GOAL
Transcribe each of the following entries word for word, keeping every line as it stands.

== GIVEN RECORDS

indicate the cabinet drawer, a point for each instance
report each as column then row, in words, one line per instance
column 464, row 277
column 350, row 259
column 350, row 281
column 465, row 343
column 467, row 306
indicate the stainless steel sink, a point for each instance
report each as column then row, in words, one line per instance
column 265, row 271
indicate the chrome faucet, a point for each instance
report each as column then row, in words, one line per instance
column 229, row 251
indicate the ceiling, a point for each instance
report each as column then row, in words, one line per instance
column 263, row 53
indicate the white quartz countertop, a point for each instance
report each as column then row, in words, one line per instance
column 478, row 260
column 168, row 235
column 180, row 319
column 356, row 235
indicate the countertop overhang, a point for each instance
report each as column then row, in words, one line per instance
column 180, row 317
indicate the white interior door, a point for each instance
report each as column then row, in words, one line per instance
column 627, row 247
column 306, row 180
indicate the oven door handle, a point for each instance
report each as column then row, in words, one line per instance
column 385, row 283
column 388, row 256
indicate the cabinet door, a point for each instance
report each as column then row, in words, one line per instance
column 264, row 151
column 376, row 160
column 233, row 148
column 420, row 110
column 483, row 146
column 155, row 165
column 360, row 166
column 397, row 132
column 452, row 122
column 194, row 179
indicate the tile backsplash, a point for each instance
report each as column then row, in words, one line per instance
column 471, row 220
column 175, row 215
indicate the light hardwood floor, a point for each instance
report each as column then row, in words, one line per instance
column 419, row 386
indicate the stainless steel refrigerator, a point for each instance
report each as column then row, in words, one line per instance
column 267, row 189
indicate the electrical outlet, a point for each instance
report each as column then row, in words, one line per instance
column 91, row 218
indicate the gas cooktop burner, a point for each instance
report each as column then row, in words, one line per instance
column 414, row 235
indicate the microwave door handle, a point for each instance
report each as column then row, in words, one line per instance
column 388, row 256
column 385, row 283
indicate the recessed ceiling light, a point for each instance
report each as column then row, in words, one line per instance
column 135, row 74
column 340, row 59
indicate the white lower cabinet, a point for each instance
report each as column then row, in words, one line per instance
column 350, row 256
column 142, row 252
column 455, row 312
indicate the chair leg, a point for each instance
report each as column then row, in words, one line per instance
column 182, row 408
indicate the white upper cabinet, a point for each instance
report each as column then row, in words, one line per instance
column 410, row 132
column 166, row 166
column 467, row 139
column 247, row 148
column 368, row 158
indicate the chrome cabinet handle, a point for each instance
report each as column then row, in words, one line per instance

====

RESPONSE
indicate the cabinet drawer, a point for each instance
report each as column then row, in words, one line per instance
column 464, row 277
column 350, row 259
column 350, row 281
column 465, row 343
column 467, row 306
indicate the stainless steel sink, a point for each instance
report each as column then row, in words, one line per instance
column 265, row 271
indicate the chrome faucet, a point for each instance
report each as column then row, in words, one line per instance
column 229, row 251
indicate the ceiling, a point for each instance
report each as column then row, in words, one line per instance
column 263, row 53
indicate the white quartz countertop, a point for each instance
report each as column then row, in words, one line per instance
column 478, row 260
column 168, row 235
column 180, row 319
column 356, row 235
indicate the countertop overhang, a point for each instance
report each as column then row, in words, one line per instance
column 180, row 317
indicate the white interior door, a point for each instance
report each as column then row, in words, one line per instance
column 627, row 247
column 306, row 180
indicate the oven door handle, a point for each instance
report each as column then row, in words, one line per instance
column 385, row 283
column 388, row 256
indicate the cabinet door, a point for each instance
report each as column then row, in words, one line per instance
column 264, row 151
column 376, row 160
column 233, row 148
column 420, row 110
column 483, row 146
column 155, row 165
column 360, row 166
column 397, row 132
column 452, row 122
column 194, row 179
indicate the tile backsplash, a point for each instance
report each as column then row, in words, one line per instance
column 471, row 220
column 175, row 215
indicate the light hardwood floor, a point for each instance
report each as column then row, in words, one line per instance
column 419, row 386
indicate the stainless steel refrigerator, a point for each instance
report each as column then row, in words, one line per instance
column 267, row 189
indicate the electrical outlet, a point for each instance
report each as column then row, in words, one line per instance
column 91, row 218
indicate the gas cooktop burner, a point for each instance
report each as column then row, in words, one line per instance
column 414, row 235
indicate the microwave door handle, a point for each instance
report each as column then row, in words, one line per instance
column 388, row 256
column 385, row 283
indicate the recessed ceiling light, a point for each instance
report each as column then row, in words, one line per instance
column 135, row 74
column 340, row 59
indicate the white lower cabinet, a point for each instance
report each as column then row, in words, one line per instance
column 350, row 256
column 142, row 252
column 455, row 312
indicate the chair leg, a point for each instance
report each as column then row, in words, one line per instance
column 182, row 408
indicate the white upper cabinet, a point for each instance
report each as column then row, in words, one line per instance
column 410, row 132
column 166, row 166
column 467, row 139
column 247, row 148
column 368, row 158
indicate the chrome cabinet handle, a point for each instance
report each as column then row, in words, one line per instance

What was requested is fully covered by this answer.